> [EXCERPTED PASSAGE]:
******

Adds a new chadmin dictionary migrate command that scans ClickHouse XML dictionary configs, converts them into CREATE DICTIONARY DDL in the _dictionaries database, and verifies behavior via unit and integration tests; also tightens config loading to only merge XML/YAML includes.

Sequence diagram for chadmin dictionary migrate command

sequenceDiagram
    actor Admin
    participant CLI as chadmin_dictionary_migrate
    participant DictModule as dictionary_internal
    participant ConfigUtils as config_utils
    participant FS as Filesystem
    participant CH as ClickHouseServer

    Admin->>CLI: run chadmin dictionary migrate
    CLI->>DictModule: migrate_dictionaries(ctx)

    DictModule->>CH: execute_query CREATE DATABASE IF NOT EXISTS _dictionaries
    CH-->>DictModule: ok

    DictModule->>DictModule: config_glob_pattern = _get_dictionaries_config_pattern()
    DictModule->>ConfigUtils: _load_config(CLICKHOUSE_SERVER_CONFIG_PATH)
    ConfigUtils->>FS: read main config.xml
    FS-->>ConfigUtils: config.xml content
    ConfigUtils->>FS: list config.d directory
    FS-->>ConfigUtils: config.d entries
    ConfigUtils->>FS: read *.xml, *.yaml includes
    FS-->>ConfigUtils: include contents
    ConfigUtils-->>DictModule: merged config

    DictModule->>DictModule: extract <clickhouse><dictionaries_config>
    DictModule->>FS: glob(config_directory, config_glob_pattern)
    FS-->>DictModule: dictionary config files

    loop for each dictionary config file
        DictModule->>DictModule: generate_ddl_dictionary_from_xml(config_file)
        DictModule->>ConfigUtils: _load_config(config_file)
        ConfigUtils->>FS: read XML
        FS-->>ConfigUtils: parsed config dict
        ConfigUtils-->>DictModule: dictionary config

        DictModule->>DictModule: _build_dictionary_ddl_from_config(attrs)
        DictModule->>DictModule: _build_source_block / _build_layout_block
        DictModule->>DictModule: _build_lifetime_block
        DictModule->>DictModule: _build_structure_and_primary_key

        loop for each generated query
            DictModule->>CH: execute_query CREATE DICTIONARY _dictionaries.name ...

******

> [DATASET EXTRACT]:

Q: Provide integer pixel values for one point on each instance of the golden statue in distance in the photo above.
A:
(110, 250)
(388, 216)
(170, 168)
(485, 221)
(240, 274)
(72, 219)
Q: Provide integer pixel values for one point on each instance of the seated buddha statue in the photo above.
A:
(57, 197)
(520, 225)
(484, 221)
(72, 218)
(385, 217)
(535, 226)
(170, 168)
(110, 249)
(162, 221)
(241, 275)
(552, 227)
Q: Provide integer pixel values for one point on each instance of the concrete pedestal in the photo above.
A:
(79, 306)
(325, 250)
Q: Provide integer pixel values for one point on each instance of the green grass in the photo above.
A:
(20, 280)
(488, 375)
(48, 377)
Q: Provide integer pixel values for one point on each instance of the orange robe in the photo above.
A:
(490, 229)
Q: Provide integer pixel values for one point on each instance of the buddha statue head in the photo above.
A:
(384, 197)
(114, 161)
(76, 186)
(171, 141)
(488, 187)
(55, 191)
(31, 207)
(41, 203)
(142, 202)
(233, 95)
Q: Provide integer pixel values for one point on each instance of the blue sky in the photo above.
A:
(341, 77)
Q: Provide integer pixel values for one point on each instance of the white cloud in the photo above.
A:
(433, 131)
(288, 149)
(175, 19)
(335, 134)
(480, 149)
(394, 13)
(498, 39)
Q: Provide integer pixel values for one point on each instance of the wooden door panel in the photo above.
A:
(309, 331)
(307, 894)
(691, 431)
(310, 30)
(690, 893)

******

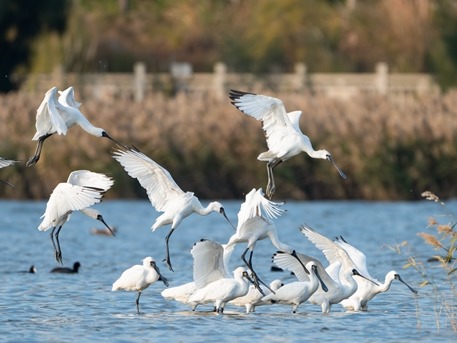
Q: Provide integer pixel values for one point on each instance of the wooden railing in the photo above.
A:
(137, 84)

******

Copy the passage of the dictionary migration excerpt starting at "DictModule->>ConfigUtils: _load_config(config_file)" and ending at "DICTIONARY _dictionaries.name ...". You won't need the records.

> [EXERCISE OUTPUT]:
DictModule->>ConfigUtils: _load_config(config_file)
        ConfigUtils->>FS: read XML
        FS-->>ConfigUtils: parsed config dict
        ConfigUtils-->>DictModule: dictionary config

        DictModule->>DictModule: _build_dictionary_ddl_from_config(attrs)
        DictModule->>DictModule: _build_source_block / _build_layout_block
        DictModule->>DictModule: _build_lifetime_block
        DictModule->>DictModule: _build_structure_and_primary_key

        loop for each generated query
            DictModule->>CH: execute_query CREATE DICTIONARY _dictionaries.name ...